The expected output is the first line of the data below and every line after it, up to and including the line containing "Outline every instance of the out-of-focus", each reproduced exactly.
======== DATA EXCERPTS ========
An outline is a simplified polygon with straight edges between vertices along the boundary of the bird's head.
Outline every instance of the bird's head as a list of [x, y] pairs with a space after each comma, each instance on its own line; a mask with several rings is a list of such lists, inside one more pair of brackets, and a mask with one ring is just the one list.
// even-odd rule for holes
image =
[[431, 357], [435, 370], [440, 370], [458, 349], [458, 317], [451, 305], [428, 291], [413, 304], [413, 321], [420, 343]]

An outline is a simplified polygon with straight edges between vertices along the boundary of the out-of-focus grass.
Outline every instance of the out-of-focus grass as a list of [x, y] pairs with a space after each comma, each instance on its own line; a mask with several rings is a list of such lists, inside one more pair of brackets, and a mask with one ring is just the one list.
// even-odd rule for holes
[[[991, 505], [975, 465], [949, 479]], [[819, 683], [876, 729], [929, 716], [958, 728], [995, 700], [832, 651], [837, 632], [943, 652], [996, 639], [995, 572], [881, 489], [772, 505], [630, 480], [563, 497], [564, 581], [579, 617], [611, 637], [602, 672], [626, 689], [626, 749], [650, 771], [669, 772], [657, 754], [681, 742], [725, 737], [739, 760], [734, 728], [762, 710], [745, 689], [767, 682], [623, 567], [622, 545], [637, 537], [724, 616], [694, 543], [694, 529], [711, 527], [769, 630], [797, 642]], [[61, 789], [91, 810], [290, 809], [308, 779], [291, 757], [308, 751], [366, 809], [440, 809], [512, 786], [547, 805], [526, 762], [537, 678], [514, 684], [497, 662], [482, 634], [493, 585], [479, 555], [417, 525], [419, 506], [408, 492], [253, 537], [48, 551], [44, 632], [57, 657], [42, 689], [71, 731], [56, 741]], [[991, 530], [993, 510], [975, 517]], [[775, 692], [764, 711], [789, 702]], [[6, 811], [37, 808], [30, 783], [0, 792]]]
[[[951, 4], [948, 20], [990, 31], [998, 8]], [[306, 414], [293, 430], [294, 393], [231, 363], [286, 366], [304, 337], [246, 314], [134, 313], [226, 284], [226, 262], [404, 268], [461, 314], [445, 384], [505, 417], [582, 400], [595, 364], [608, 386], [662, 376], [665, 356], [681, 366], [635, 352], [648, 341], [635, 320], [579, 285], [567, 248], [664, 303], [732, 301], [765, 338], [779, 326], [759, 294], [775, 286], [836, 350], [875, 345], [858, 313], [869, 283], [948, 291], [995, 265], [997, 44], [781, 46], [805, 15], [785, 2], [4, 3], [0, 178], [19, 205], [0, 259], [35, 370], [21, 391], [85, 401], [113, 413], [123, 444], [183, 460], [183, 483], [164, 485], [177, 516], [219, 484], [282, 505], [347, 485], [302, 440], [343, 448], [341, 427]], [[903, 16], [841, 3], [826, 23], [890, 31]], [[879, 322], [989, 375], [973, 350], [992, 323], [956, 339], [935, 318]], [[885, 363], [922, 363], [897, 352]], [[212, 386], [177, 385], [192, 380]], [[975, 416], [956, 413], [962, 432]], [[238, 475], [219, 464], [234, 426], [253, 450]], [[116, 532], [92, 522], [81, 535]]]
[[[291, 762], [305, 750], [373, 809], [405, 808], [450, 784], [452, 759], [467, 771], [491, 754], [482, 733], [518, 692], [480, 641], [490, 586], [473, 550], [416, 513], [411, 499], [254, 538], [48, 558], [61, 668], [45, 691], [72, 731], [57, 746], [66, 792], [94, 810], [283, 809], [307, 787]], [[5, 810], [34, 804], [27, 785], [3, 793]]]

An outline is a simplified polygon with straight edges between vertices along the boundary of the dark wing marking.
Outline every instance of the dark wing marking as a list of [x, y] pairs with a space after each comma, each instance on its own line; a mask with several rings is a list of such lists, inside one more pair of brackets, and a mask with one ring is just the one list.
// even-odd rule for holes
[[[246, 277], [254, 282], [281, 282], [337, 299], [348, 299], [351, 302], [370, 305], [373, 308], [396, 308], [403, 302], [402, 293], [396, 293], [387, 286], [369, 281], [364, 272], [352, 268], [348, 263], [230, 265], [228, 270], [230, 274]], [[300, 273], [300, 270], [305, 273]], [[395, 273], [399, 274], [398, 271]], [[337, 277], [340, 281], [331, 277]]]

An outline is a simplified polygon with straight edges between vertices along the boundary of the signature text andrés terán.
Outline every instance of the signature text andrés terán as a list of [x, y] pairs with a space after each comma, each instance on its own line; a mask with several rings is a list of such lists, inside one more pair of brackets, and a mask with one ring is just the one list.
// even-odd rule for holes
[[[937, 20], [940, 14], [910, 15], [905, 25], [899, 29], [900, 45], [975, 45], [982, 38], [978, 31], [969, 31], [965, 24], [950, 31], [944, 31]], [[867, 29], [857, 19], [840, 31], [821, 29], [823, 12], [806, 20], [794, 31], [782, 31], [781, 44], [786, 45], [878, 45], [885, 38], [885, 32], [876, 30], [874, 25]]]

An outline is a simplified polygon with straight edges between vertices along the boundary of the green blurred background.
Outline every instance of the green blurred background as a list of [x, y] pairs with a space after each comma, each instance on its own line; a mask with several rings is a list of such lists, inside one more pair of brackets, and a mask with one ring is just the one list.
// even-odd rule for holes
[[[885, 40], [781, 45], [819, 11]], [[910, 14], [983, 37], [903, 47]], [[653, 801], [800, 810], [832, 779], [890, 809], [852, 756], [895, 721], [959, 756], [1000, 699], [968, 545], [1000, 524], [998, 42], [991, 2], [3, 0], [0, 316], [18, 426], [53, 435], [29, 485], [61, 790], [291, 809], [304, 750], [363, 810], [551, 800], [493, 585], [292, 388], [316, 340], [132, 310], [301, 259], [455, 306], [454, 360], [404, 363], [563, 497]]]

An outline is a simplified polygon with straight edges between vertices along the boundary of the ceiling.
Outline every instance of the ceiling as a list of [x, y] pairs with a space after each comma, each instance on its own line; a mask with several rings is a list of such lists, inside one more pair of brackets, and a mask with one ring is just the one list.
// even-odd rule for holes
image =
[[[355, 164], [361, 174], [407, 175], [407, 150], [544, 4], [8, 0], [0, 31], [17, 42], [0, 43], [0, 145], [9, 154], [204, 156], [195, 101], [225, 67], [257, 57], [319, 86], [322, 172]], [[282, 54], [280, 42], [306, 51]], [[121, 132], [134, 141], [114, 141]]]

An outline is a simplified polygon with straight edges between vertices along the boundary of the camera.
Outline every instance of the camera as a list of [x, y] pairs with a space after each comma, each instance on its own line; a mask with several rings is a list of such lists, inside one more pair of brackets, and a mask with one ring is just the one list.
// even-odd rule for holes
========
TASK RESULT:
An outline is a simplified polygon with straight edges between vertices along the boundary of the bird's head.
Outline every instance of the bird's head as a list of [x, y] pairs with a space after each comma, each instance on its own line; a mask with several rings is a list of such lists, inside one more pair of brackets, and a mask with one ring is just the one list.
// even-odd rule for holes
image =
[[431, 357], [435, 370], [440, 370], [458, 349], [458, 317], [451, 305], [428, 291], [413, 304], [413, 321], [420, 343]]

An outline is a simplified polygon with straight edges between vertices along the boundary of the out-of-focus grass.
Outline every instance of the out-of-focus grass as a list of [x, y] pairs with a space after each comma, each instance on its own line; a mask with several rings is a list of such lists, inside one more pair of brackets, and a mask with one ring is just the one list.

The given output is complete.